[Exercise objective]: Total the lines of the entries below that hold the string "table", then write only that total.

The data START

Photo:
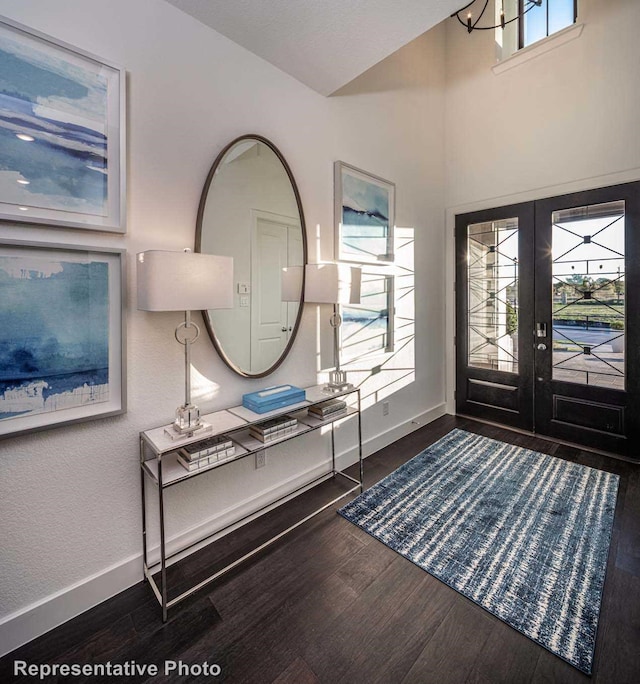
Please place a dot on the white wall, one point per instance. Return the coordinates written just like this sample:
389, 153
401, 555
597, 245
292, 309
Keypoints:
69, 497
564, 121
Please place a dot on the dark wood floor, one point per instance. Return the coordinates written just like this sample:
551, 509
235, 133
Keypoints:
329, 603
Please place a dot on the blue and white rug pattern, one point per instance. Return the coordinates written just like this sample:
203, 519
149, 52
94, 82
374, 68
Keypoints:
522, 534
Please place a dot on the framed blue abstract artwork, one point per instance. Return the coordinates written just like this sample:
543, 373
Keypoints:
364, 215
61, 335
62, 134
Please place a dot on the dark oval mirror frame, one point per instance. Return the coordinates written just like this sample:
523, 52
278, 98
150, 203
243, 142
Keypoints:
201, 208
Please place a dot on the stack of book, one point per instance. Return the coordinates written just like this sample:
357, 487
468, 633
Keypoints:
274, 428
205, 452
332, 408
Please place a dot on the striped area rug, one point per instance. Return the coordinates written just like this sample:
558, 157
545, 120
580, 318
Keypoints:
524, 535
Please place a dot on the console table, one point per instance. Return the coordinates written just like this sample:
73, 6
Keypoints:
159, 466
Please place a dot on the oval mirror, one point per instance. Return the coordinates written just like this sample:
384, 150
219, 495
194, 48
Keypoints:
250, 210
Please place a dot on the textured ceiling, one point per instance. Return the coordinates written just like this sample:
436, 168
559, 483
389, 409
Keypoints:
323, 43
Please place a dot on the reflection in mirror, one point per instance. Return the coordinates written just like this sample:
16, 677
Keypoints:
250, 210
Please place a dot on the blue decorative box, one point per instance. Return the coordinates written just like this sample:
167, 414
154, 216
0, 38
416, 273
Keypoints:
273, 398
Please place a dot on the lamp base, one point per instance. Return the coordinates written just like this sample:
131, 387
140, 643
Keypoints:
187, 423
337, 382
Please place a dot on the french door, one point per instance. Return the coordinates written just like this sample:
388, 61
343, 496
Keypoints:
548, 317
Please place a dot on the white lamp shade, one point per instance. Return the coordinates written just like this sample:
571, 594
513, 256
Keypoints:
291, 284
184, 281
332, 283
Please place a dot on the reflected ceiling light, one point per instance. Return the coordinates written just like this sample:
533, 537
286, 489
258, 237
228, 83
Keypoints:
472, 24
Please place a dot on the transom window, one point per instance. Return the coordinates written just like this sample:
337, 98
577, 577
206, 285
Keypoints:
538, 19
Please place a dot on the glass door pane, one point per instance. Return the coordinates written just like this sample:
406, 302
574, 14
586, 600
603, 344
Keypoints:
492, 270
588, 295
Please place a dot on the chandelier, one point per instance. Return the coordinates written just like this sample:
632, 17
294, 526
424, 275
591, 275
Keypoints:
471, 24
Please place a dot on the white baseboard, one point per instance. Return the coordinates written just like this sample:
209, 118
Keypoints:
26, 624
38, 618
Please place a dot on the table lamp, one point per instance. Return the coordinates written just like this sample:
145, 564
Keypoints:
185, 281
332, 283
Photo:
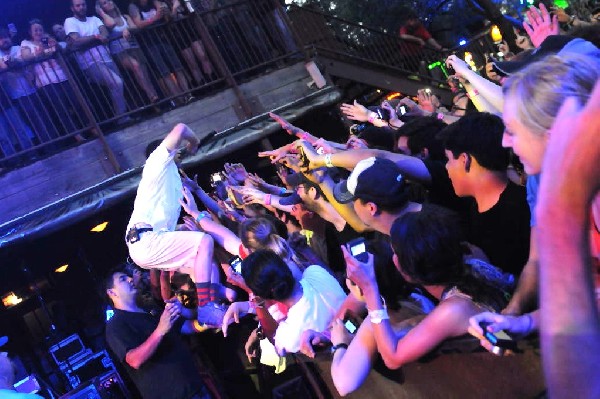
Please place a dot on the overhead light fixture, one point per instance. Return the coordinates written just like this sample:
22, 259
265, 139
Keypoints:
62, 269
495, 33
11, 299
100, 227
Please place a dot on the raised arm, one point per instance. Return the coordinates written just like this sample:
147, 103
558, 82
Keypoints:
181, 133
490, 91
136, 357
413, 168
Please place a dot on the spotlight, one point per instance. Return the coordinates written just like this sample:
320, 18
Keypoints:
99, 228
62, 269
11, 299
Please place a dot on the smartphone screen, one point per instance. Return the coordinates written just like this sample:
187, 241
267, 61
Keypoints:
215, 177
350, 326
358, 249
236, 264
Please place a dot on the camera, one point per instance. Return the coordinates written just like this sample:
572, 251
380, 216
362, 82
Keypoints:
358, 128
350, 326
215, 178
358, 249
383, 114
499, 339
236, 264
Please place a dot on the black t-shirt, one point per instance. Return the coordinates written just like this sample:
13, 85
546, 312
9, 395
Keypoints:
502, 232
170, 372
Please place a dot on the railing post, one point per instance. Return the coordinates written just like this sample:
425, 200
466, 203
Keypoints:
90, 116
289, 25
215, 56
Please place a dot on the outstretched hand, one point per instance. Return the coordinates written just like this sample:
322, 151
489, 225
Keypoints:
188, 202
355, 111
285, 125
540, 24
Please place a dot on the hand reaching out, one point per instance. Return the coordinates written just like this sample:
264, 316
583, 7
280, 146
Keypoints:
285, 125
188, 203
540, 25
355, 111
361, 274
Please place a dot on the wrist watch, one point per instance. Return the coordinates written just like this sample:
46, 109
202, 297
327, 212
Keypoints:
338, 346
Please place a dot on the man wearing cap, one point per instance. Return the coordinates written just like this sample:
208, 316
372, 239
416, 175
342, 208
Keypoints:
378, 192
473, 182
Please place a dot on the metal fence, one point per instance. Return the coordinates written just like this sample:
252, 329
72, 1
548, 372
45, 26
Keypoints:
329, 35
67, 95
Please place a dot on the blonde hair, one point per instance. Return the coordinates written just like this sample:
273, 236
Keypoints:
540, 89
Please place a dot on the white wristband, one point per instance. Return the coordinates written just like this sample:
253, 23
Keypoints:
328, 161
378, 315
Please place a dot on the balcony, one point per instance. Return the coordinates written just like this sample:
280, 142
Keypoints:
67, 149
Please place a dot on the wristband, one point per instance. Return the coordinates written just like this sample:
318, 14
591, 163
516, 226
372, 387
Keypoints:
201, 216
529, 323
338, 346
473, 93
378, 315
371, 116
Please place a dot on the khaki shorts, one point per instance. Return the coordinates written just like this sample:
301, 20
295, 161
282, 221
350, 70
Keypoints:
166, 250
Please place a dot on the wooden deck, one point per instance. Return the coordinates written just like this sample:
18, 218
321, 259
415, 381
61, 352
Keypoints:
35, 196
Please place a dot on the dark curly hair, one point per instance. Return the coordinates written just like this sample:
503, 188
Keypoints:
268, 276
429, 248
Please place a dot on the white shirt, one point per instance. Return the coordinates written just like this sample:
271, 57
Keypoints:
322, 296
89, 27
159, 192
46, 72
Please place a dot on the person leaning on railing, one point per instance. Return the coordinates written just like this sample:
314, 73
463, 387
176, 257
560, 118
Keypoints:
145, 14
50, 77
123, 47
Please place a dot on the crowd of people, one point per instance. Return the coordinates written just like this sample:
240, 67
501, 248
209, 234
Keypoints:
428, 223
122, 60
425, 225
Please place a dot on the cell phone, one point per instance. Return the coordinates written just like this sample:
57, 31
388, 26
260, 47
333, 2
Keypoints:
383, 114
235, 197
499, 339
236, 264
215, 177
358, 249
350, 326
304, 162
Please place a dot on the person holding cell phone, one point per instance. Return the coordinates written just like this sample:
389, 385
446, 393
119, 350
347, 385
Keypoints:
427, 251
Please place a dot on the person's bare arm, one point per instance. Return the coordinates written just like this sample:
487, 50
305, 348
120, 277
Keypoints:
134, 13
490, 91
570, 324
525, 296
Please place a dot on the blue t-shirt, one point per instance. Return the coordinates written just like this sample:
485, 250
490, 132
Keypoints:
533, 184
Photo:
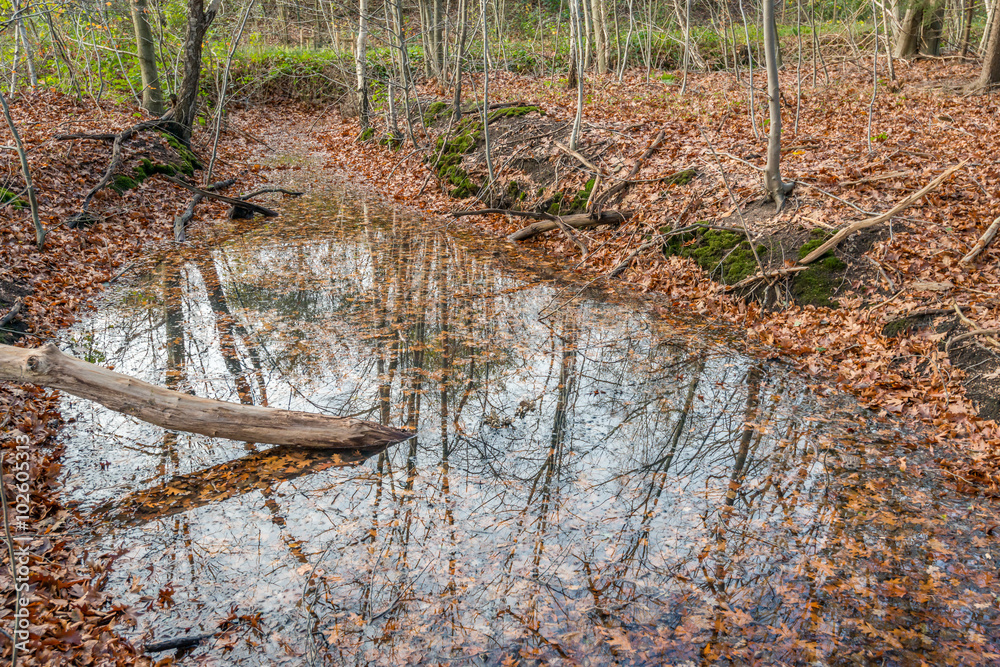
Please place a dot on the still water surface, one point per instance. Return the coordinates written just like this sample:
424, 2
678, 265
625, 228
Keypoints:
590, 483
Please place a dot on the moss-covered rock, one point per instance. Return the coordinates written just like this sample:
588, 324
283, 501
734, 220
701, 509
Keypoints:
433, 110
120, 183
682, 177
187, 160
816, 285
724, 255
579, 202
514, 112
11, 197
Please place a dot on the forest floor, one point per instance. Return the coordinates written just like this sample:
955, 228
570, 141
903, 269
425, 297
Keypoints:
877, 316
893, 294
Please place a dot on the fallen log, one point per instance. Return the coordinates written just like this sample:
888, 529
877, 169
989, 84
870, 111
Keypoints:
578, 221
176, 642
48, 367
181, 221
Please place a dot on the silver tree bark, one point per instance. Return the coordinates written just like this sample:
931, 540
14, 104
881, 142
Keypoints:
775, 187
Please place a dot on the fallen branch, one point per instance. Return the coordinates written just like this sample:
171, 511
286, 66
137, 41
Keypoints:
520, 214
989, 333
619, 187
983, 241
180, 222
584, 161
293, 193
236, 203
578, 221
48, 367
12, 313
976, 331
769, 275
177, 642
116, 156
837, 238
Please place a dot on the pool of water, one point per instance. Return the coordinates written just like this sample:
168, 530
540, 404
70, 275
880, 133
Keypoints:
591, 481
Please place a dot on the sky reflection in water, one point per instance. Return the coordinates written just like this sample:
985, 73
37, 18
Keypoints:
590, 484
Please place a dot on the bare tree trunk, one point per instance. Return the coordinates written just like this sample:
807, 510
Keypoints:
48, 367
969, 11
152, 91
360, 64
775, 187
989, 76
908, 39
199, 20
486, 104
598, 15
23, 155
574, 6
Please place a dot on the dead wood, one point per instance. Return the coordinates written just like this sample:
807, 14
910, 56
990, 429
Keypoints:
48, 367
769, 276
12, 313
520, 214
578, 221
572, 236
584, 161
183, 493
177, 642
84, 215
983, 242
619, 187
837, 238
181, 221
255, 193
236, 203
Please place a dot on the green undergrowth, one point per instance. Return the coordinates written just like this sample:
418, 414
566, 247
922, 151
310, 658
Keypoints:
724, 255
9, 196
449, 151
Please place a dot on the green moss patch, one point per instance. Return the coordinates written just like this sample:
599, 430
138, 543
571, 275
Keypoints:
682, 177
816, 285
120, 183
433, 110
448, 154
514, 112
722, 254
11, 197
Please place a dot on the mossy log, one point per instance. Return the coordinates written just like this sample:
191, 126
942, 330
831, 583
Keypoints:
48, 367
578, 221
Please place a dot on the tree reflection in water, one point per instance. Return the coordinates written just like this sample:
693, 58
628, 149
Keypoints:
589, 483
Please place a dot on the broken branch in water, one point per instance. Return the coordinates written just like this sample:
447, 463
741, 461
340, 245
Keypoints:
12, 313
236, 203
836, 239
578, 221
48, 367
983, 242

The data END

[Answer]: 2